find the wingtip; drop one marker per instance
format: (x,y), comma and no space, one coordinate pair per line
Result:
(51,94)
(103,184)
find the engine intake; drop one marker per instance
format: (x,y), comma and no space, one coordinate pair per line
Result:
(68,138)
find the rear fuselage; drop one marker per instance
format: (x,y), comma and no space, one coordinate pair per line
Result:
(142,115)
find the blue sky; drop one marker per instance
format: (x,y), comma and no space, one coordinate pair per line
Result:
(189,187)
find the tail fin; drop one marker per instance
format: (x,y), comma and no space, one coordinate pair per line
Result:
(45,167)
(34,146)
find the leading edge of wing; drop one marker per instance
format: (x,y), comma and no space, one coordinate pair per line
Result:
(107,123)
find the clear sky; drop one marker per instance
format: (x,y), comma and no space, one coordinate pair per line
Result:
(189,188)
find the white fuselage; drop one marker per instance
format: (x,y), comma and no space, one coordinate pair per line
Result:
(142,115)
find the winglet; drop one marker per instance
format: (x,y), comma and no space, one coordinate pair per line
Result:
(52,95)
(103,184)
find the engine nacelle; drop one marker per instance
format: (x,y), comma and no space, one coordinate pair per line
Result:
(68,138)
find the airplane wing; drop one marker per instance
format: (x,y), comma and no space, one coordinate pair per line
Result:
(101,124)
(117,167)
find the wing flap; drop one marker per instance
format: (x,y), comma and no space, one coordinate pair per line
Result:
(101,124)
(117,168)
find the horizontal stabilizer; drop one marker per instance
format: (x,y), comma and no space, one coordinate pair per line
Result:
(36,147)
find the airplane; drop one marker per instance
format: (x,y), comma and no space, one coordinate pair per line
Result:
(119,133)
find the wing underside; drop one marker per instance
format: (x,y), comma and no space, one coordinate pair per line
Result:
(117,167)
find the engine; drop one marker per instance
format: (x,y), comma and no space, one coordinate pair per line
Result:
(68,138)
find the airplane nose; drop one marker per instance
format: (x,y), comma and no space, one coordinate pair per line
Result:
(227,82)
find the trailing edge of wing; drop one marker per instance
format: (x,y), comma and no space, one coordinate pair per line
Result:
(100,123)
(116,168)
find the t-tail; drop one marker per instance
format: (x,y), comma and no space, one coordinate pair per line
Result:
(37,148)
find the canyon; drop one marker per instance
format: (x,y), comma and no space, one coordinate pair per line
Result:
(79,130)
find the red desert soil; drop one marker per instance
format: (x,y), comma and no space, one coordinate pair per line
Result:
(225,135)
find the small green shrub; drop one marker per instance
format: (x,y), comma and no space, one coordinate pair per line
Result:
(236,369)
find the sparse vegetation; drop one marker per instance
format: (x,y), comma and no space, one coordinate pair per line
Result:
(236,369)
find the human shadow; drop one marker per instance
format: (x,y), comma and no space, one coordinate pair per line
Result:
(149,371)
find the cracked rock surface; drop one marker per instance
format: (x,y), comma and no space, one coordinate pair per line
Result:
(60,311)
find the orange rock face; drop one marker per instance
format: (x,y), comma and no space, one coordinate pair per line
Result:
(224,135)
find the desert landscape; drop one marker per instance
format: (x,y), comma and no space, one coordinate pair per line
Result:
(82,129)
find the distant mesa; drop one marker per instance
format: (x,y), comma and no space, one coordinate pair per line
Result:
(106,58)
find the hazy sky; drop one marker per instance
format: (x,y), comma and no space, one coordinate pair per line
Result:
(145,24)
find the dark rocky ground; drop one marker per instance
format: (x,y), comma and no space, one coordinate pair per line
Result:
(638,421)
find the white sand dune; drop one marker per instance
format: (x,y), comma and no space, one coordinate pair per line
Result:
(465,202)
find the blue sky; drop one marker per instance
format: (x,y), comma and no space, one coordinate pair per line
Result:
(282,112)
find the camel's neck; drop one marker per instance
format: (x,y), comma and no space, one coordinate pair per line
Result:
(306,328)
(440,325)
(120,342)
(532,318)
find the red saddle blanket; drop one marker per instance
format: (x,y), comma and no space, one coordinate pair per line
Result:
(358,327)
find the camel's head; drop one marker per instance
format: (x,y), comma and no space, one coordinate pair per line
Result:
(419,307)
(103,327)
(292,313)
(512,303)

-*-

▸ STATED PROBLEM
Return, word for word, each line from the line that contains "find the distant" to the end of the listing above; include both end lines and nothing else.

▸ EXPECTED OUTPUT
find the distant mesa; drop one marker per instance
format: (x,y), comma and no space, one coordinate pair per line
Result:
(106,58)
find the hazy sky; drop one marker per instance
format: (x,y), comma and no space, one coordinate pair per line
Result:
(145,24)
find the dark rocky ground; drop one marker per instance
format: (x,y), comma and no space, one coordinate pair per line
Result:
(638,421)
find the white sand dune; drop one marker per instance
format: (x,y), comma and no space, one coordinate pair per line
Result:
(465,202)
find the blue sky; drop one marker per instance
format: (x,y), comma and no space, one coordinate pair per line
Result:
(282,112)
find the camel's neck; drop one marker per instance
format: (x,y), comma and no space, one coordinate pair per line
Result:
(306,328)
(440,325)
(120,342)
(532,318)
find the red saddle blanket; drop one marker per instance
format: (x,y), comma and no space, one coordinate pair per line
Result:
(358,327)
find the camel's head; drop one marker per instance
format: (x,y), comma and no space, one coordinate pair per line
Result:
(419,307)
(103,327)
(292,313)
(512,303)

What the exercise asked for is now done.